*WHAT YOU HAVE TO DO*:
Duplicate the lines of the data below, starting with the line that contains "Give bounding boxes for sea wall." and going on through the line that contains "Give bounding boxes for brown horse statue.", both included.

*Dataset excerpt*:

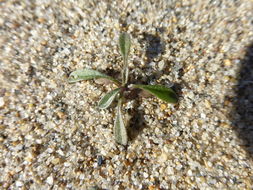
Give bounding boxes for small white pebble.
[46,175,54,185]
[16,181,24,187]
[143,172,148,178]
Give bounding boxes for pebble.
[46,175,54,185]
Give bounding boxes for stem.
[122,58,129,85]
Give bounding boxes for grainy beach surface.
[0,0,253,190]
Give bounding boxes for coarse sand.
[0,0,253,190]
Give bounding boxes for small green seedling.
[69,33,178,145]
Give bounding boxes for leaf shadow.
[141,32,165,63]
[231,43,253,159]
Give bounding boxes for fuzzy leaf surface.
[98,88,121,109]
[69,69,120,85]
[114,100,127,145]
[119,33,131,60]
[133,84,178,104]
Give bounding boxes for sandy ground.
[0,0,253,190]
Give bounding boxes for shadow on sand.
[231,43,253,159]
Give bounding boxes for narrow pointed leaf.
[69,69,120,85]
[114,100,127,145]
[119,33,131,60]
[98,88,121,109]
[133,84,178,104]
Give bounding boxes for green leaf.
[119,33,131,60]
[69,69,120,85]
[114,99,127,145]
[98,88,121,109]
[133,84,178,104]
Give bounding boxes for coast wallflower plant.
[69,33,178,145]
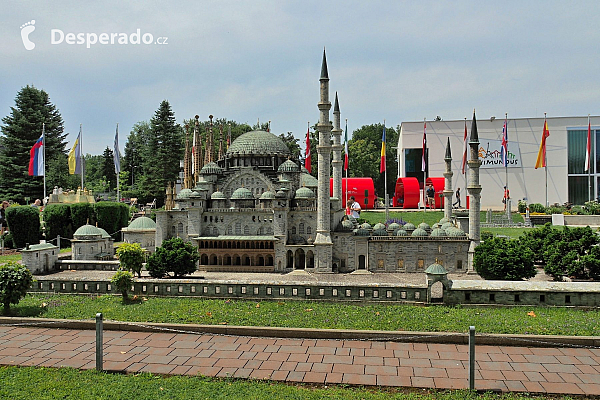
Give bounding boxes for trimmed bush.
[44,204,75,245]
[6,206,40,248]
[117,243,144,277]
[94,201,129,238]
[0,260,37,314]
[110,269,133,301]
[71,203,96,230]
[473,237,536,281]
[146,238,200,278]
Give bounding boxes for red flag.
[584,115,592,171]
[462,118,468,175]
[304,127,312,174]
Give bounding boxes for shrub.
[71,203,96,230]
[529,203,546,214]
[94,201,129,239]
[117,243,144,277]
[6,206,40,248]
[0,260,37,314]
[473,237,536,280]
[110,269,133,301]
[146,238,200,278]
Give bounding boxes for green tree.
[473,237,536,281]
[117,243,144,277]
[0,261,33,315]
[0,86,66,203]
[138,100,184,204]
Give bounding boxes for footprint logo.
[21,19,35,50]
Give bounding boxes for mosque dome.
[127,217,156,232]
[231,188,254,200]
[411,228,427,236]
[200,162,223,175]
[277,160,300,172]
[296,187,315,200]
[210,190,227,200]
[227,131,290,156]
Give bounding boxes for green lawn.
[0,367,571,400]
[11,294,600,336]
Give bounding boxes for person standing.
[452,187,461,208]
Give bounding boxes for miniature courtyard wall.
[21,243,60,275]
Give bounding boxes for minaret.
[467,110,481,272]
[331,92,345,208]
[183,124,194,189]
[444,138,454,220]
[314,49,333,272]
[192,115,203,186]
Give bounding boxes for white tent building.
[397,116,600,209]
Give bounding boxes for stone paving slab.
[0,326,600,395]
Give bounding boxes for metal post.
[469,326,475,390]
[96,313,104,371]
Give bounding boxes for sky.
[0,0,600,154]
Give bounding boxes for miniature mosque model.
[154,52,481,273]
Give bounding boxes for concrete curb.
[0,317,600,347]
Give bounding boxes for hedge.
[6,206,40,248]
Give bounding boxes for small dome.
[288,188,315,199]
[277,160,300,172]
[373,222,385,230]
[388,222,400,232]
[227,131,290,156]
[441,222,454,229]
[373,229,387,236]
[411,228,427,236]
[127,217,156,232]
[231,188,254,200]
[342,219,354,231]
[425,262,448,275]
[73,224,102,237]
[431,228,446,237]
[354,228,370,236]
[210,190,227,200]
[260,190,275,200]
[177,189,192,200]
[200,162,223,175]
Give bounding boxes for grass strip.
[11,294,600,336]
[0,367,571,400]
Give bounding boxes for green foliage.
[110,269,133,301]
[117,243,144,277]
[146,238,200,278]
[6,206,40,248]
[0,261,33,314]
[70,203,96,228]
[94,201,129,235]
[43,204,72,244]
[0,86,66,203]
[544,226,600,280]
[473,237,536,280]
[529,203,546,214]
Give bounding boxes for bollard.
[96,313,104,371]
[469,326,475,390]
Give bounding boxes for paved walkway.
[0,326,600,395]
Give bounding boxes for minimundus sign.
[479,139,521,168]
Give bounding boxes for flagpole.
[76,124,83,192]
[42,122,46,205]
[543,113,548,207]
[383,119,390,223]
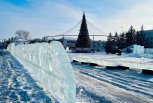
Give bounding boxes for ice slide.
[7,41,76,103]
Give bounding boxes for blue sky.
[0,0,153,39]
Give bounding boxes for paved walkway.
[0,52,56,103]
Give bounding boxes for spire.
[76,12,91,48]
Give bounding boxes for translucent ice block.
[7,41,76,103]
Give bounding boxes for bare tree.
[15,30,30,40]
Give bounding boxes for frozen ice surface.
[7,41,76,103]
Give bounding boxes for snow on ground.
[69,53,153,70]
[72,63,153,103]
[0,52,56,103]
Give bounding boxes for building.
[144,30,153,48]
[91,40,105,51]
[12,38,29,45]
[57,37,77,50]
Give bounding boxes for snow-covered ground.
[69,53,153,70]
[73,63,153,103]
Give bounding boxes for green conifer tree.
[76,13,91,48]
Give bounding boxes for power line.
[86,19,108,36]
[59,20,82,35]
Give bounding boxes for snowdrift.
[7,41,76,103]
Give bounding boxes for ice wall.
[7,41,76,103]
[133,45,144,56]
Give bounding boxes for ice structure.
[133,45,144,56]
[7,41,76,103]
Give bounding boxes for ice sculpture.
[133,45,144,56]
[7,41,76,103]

--

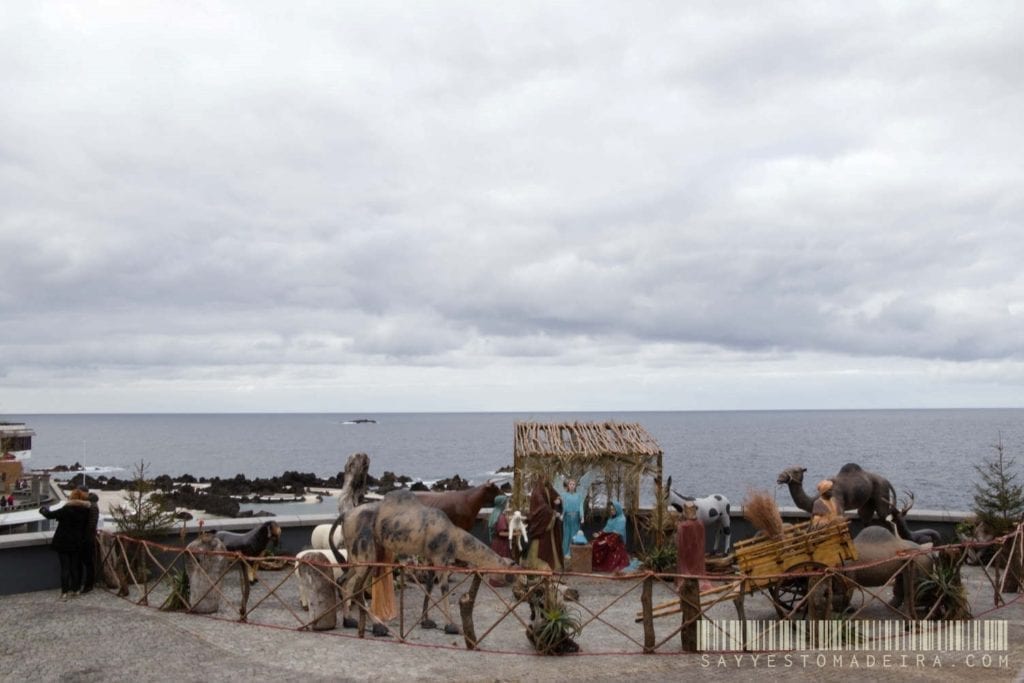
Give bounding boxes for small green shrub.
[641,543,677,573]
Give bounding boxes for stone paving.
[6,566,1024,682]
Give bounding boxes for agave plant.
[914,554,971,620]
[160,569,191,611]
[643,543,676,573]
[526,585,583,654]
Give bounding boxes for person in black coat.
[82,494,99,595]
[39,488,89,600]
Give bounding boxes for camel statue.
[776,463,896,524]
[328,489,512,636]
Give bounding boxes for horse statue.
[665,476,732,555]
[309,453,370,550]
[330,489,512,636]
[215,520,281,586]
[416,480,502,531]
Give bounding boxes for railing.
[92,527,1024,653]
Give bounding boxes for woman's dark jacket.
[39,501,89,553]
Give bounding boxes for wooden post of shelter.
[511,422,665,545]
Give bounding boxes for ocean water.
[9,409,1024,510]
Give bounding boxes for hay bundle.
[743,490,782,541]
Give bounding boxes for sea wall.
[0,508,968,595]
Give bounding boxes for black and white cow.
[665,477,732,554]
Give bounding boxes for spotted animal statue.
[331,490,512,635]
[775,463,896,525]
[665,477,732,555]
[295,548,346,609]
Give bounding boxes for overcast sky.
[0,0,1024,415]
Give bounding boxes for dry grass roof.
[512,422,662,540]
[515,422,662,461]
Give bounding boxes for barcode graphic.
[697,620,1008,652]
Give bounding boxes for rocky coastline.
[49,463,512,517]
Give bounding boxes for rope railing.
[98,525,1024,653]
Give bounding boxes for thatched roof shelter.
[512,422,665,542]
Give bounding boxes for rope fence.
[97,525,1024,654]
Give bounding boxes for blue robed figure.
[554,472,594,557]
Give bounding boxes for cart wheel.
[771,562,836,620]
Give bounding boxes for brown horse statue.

*CORRECT OUTPUT*:
Give bounding boxes for sea wall.
[0,508,968,595]
Give bounding boxes for black and white cow.
[665,477,732,554]
Give bounding boxes for spotted animal statue.
[331,490,512,635]
[775,463,896,525]
[665,477,732,555]
[295,548,346,609]
Give bounding boxes for overcast sky.
[0,0,1024,415]
Give bounding boxes for dry grass roof.
[512,422,662,540]
[515,422,662,461]
Give bounding boxes for barcode graphic.
[697,620,1008,652]
Give bounding boxes for rocky coastline.
[49,463,512,517]
Give bounding boxes for rope railing.
[98,525,1024,653]
Give bounding boxes for thatched roof shelter.
[512,422,665,542]
Give bounding boxes for rope fence.
[97,525,1024,654]
Give bounding boxes for blue robed figure.
[554,472,594,557]
Give bounding boxes for cart wheel.
[771,562,836,620]
Give bounding boxes for brown horse statue.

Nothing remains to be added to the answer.